### TASK DIRECTIONS
Render the rows from their start through the line containing "point(653, 472)" as a Markdown table with a Number column and a Line column, leaving out blank lines and the pictures.

### THE RECORDS
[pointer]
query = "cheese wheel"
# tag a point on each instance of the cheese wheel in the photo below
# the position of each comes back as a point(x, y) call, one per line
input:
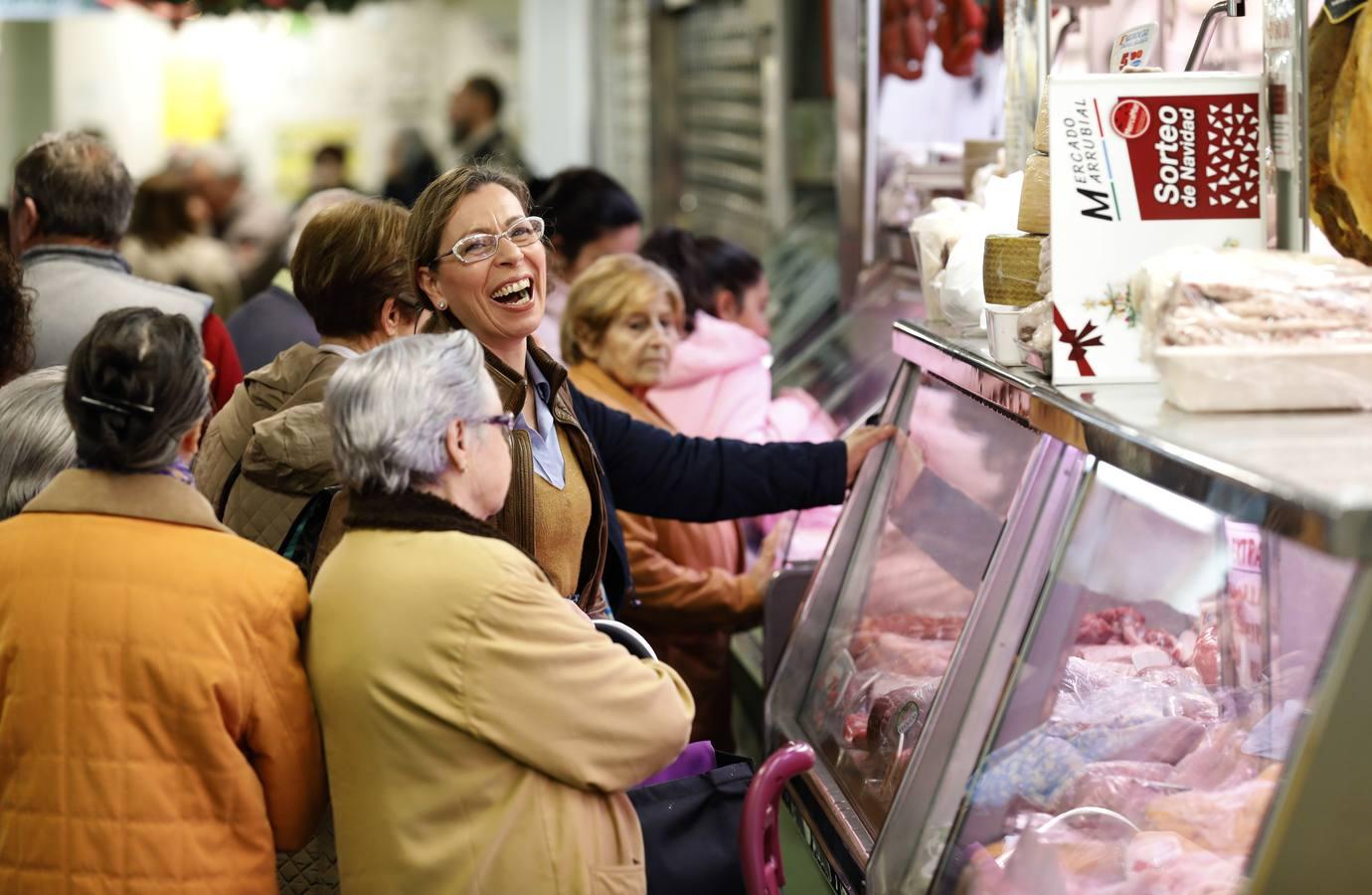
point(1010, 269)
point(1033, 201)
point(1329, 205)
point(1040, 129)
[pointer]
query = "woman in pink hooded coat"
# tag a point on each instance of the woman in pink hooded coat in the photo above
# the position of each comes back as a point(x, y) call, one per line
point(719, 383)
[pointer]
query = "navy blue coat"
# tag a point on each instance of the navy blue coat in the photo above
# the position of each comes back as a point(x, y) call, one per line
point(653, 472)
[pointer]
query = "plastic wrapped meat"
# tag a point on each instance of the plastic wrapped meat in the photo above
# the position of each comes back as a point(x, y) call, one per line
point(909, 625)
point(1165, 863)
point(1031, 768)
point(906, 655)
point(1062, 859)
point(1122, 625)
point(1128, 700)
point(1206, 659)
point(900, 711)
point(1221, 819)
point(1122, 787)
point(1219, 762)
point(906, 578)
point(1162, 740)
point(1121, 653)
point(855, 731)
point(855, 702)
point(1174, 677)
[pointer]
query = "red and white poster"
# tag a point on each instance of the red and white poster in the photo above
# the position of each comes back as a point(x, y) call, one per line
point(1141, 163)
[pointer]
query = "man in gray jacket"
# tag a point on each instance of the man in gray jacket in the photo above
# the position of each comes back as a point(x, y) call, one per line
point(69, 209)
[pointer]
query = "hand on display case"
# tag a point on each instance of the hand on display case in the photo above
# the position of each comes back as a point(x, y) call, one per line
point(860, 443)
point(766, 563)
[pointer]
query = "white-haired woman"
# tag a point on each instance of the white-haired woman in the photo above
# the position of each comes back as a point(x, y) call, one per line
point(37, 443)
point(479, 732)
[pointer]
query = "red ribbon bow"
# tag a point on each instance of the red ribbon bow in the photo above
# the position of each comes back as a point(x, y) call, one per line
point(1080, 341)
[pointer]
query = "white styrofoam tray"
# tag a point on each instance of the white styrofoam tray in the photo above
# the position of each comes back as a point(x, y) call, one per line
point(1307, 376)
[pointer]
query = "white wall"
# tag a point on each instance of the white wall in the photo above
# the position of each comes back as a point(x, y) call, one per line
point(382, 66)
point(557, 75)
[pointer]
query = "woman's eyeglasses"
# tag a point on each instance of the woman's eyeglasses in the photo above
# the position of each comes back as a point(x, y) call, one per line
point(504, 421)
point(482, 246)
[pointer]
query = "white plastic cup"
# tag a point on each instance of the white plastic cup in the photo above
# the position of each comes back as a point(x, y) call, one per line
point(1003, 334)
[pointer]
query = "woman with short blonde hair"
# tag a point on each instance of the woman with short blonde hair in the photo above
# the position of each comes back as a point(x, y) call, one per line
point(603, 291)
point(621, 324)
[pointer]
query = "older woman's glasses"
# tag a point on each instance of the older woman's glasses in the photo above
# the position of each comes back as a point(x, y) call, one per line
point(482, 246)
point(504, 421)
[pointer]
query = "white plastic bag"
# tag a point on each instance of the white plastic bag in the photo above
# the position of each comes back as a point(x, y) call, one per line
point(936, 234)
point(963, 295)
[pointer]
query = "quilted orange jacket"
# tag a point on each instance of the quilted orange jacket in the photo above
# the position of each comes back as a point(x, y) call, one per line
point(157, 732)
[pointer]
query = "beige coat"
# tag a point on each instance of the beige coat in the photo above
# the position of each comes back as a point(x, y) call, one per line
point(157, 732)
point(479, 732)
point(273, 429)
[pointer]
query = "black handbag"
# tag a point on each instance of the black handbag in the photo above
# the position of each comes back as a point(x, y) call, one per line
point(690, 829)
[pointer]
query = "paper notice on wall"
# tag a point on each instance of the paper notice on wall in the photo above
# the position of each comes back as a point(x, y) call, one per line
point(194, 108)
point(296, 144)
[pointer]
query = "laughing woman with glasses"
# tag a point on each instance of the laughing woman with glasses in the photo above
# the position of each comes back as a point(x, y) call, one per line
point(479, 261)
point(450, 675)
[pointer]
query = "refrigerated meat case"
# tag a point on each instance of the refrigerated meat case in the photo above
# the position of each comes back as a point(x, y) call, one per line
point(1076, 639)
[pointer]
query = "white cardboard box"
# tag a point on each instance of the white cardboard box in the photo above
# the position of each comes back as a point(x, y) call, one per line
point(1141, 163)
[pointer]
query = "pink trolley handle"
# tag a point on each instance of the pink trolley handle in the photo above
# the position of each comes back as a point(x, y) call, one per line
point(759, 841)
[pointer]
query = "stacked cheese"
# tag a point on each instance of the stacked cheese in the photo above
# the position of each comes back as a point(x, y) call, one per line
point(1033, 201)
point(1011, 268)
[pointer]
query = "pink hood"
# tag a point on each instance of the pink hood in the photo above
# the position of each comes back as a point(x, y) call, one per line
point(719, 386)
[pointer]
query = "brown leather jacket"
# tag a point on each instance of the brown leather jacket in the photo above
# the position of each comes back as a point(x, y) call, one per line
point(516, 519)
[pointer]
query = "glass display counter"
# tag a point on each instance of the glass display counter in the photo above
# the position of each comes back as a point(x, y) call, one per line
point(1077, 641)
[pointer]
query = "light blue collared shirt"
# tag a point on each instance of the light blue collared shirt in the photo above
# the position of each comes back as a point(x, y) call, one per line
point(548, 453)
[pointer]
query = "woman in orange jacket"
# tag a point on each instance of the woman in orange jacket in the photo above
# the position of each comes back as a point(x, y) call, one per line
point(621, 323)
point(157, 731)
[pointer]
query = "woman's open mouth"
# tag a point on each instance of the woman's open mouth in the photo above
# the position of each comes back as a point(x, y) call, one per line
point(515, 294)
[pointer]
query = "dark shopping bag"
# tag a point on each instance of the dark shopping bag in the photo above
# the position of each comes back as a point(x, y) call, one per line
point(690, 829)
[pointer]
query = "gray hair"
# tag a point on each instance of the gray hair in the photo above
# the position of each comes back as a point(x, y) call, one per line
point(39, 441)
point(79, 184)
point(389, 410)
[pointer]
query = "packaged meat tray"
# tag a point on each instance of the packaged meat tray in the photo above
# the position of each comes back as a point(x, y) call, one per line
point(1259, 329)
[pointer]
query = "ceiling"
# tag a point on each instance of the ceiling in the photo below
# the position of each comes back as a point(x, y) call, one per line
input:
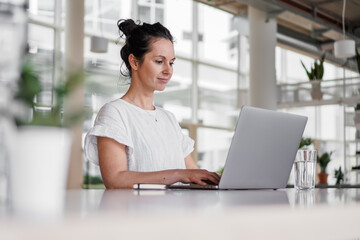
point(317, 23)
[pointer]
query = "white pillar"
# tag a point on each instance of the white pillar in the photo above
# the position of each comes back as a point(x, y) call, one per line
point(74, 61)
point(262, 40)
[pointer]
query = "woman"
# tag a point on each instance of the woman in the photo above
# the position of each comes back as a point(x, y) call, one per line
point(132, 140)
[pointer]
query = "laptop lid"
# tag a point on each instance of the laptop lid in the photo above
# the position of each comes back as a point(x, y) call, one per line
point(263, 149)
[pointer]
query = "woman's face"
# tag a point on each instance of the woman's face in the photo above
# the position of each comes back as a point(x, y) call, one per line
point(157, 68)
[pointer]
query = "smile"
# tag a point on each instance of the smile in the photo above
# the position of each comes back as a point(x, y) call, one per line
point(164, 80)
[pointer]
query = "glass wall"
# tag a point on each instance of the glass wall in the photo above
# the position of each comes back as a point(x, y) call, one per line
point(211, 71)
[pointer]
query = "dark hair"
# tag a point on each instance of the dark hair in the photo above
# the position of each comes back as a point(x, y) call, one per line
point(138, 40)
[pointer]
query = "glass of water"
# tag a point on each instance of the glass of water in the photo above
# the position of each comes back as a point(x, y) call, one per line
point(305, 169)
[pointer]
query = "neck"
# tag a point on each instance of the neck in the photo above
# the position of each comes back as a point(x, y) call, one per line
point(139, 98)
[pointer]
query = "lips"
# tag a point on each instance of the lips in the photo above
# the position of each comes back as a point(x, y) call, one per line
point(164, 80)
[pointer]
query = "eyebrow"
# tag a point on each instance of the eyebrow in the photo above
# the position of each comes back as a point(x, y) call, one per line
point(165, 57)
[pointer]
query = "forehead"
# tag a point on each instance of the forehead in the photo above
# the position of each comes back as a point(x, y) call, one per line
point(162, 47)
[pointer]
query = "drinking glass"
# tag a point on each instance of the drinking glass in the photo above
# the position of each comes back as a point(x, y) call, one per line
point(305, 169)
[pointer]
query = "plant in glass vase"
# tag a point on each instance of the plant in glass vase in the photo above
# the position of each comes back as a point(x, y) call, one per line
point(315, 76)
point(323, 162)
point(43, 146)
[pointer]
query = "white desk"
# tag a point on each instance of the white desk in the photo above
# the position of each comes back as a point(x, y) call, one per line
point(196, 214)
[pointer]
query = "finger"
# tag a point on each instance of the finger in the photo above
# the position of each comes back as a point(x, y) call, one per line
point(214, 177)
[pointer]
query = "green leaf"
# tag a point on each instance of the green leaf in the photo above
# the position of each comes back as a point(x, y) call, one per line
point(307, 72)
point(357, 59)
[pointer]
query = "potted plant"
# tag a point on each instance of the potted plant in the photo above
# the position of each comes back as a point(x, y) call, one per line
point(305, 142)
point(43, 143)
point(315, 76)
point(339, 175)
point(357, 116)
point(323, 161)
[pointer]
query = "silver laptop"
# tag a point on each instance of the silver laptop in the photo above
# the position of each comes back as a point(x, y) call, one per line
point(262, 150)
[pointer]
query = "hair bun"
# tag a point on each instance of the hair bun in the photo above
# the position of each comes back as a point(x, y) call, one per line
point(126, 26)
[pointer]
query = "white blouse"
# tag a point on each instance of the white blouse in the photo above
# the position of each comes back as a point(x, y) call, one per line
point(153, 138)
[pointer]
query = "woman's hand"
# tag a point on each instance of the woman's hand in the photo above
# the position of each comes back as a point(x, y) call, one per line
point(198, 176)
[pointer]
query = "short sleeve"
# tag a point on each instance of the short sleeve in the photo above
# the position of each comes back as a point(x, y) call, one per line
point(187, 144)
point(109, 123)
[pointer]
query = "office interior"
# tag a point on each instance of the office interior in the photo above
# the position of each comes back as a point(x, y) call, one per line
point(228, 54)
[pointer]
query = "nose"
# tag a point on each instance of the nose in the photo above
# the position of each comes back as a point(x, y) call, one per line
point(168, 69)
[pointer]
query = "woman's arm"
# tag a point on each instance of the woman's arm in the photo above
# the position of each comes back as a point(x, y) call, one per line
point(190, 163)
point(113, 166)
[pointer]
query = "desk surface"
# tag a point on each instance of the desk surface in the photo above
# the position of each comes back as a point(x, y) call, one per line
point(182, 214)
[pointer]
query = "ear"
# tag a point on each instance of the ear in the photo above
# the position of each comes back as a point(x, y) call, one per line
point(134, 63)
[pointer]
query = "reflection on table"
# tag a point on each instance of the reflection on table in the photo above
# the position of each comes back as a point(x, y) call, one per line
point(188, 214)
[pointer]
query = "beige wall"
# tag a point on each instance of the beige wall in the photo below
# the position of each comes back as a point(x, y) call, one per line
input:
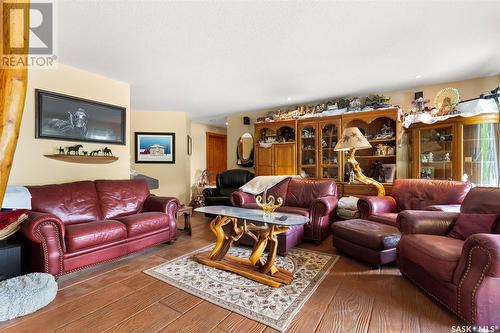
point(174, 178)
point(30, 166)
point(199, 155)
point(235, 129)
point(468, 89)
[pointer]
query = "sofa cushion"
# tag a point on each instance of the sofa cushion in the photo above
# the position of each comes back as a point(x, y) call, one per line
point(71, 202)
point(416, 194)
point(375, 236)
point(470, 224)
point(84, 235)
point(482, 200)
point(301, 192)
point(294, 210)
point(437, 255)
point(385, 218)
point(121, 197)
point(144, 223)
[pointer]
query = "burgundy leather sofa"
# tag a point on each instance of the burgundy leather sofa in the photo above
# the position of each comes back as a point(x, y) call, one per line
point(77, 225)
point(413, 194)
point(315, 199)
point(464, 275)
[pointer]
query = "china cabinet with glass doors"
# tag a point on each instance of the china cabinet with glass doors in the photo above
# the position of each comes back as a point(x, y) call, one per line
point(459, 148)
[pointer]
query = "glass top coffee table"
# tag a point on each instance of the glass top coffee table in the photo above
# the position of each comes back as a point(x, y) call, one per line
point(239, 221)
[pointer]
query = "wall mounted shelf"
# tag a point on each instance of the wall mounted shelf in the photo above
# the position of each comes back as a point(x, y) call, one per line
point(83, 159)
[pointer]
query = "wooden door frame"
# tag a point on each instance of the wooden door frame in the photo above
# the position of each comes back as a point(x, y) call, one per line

### WRITTEN REPLY
| Number | Line |
|---|---|
| 1 | [pointer] |
| 2 | query = "cheese wheel" |
| 3 | # tag a point on each instance of the cheese wheel in the photo below |
| 4 | # the position of each comes back as a point(x, y) call, one per line |
| 5 | input: |
| 6 | point(1010, 269) |
| 7 | point(1033, 201) |
| 8 | point(1329, 205) |
| 9 | point(1040, 129) |
| 10 | [pointer] |
| 11 | query = "woman in pink hooded coat" |
| 12 | # tag a point on each instance of the woman in pink hooded coat in the photo above |
| 13 | # the position of each comes back as a point(x, y) call, one per line |
| 14 | point(719, 383) |
| 15 | [pointer] |
| 16 | query = "navy blue coat" |
| 17 | # tag a point on each instance of the navy blue coat in the photo above |
| 18 | # the position of each comes back as a point(x, y) call, one per line |
| 19 | point(653, 472) |